* _Directions_
Filter the lines below, keeping and copying out each line that contains the word "round".
## Begin Listing
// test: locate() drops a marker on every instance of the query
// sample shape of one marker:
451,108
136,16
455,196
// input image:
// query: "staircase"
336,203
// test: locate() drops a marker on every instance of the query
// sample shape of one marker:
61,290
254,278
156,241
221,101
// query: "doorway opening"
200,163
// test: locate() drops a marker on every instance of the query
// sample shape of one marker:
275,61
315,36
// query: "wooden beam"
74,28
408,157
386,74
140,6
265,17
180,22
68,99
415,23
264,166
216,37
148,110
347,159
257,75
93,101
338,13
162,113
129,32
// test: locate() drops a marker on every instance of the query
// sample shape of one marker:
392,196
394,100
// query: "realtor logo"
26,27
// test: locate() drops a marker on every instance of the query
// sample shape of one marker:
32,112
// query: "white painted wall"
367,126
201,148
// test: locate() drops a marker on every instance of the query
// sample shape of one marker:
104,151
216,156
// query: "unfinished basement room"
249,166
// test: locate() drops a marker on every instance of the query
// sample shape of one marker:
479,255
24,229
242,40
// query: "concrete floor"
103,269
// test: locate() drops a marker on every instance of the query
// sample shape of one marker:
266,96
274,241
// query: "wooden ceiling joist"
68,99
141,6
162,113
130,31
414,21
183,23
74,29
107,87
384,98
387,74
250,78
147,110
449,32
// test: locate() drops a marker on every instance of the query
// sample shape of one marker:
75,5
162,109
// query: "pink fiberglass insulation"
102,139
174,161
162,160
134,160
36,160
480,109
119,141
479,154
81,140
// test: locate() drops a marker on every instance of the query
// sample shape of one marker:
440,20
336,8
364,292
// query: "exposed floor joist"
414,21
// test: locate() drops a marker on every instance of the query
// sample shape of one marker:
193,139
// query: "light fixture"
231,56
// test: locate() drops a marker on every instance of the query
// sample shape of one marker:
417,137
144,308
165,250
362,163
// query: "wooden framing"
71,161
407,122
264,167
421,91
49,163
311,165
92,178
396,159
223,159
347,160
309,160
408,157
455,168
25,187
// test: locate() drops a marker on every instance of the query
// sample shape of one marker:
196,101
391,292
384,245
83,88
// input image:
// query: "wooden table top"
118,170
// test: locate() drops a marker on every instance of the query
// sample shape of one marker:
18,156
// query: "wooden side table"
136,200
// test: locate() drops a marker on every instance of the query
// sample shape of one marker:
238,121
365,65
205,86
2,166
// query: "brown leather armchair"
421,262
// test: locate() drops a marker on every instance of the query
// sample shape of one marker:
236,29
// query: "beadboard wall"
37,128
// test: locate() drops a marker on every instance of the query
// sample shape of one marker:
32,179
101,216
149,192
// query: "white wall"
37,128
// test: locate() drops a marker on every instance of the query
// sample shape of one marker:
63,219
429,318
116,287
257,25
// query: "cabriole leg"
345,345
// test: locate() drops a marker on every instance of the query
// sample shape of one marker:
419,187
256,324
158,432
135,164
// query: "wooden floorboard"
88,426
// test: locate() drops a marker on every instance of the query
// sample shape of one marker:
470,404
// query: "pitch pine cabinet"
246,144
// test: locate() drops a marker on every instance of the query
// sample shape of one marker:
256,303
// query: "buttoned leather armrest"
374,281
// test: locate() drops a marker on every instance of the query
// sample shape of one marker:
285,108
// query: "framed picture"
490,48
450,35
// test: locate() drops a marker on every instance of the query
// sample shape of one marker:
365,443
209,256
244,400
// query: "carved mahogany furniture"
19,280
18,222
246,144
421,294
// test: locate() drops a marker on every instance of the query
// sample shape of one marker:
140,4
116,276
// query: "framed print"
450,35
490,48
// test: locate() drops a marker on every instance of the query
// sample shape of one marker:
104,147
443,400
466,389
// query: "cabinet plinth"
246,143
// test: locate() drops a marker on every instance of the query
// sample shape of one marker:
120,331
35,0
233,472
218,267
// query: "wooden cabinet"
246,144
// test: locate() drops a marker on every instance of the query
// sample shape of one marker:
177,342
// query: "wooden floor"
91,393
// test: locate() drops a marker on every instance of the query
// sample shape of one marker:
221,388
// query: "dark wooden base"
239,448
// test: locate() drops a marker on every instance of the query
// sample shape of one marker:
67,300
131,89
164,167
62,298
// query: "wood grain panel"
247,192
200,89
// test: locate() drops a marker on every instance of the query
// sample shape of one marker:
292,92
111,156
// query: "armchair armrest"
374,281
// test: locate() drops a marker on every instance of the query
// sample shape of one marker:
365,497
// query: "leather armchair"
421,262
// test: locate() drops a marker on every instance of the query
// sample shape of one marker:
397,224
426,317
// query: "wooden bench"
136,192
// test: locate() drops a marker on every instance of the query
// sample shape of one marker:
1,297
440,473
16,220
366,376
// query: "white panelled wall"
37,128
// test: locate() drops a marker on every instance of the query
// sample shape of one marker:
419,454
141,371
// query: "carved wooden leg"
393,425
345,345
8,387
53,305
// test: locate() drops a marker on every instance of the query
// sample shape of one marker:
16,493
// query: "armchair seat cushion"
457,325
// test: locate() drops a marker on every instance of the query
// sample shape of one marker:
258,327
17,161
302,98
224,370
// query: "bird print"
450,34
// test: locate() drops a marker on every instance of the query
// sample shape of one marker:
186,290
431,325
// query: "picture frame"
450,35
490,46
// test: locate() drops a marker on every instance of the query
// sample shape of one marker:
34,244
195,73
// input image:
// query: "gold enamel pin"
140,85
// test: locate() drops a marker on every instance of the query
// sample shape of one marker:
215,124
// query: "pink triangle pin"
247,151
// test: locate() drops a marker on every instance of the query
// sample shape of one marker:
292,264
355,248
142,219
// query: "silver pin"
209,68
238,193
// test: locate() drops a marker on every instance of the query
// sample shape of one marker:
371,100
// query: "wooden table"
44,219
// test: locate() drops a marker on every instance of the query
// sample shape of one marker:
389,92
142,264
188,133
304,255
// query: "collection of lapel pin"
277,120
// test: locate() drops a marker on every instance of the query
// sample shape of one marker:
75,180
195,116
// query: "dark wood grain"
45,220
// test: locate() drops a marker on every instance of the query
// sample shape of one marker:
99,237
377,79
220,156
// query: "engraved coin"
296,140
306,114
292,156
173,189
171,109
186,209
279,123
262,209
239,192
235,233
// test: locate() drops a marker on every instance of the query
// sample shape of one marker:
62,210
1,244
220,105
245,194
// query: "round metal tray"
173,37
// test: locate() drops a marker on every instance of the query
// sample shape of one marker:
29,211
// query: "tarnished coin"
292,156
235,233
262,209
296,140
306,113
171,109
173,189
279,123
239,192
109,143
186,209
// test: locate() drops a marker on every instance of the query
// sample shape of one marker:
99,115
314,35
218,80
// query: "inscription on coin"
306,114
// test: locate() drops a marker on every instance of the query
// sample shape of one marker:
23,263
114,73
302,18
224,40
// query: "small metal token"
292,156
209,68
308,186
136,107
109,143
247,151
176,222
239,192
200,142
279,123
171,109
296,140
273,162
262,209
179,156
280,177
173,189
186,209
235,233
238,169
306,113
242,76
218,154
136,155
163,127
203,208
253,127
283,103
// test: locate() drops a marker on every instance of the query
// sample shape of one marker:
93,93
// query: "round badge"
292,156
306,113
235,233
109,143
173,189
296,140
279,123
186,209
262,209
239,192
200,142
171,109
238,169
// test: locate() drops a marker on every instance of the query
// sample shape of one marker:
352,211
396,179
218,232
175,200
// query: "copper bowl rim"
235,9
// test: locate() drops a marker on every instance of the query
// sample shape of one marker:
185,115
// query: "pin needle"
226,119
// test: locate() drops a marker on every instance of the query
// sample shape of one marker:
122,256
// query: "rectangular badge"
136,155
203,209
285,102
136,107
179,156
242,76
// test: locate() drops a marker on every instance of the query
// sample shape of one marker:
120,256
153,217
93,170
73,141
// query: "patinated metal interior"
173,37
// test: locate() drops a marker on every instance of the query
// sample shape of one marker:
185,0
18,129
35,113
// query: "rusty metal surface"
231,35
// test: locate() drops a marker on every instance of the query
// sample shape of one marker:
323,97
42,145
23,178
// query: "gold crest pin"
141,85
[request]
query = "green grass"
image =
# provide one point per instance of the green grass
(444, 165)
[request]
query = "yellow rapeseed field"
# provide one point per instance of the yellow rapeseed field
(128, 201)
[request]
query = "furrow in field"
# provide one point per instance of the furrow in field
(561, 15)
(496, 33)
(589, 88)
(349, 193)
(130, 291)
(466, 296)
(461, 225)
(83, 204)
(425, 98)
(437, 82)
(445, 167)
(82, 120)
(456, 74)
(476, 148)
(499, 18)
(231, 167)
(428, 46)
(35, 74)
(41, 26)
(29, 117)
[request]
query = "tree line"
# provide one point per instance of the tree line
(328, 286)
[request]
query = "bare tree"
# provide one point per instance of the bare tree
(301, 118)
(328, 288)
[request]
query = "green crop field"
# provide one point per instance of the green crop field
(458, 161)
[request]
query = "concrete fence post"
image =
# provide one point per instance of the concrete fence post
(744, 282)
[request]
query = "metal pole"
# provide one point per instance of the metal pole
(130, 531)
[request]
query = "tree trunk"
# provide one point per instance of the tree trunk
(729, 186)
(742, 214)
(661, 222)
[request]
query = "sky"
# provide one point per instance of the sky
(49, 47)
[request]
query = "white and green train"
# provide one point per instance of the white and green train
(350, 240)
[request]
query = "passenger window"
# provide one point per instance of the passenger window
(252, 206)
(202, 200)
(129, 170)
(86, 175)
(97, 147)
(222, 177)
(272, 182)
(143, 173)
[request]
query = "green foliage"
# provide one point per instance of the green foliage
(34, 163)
## End Listing
* _Reply_
// query: "round metal tray"
// query: "round badge"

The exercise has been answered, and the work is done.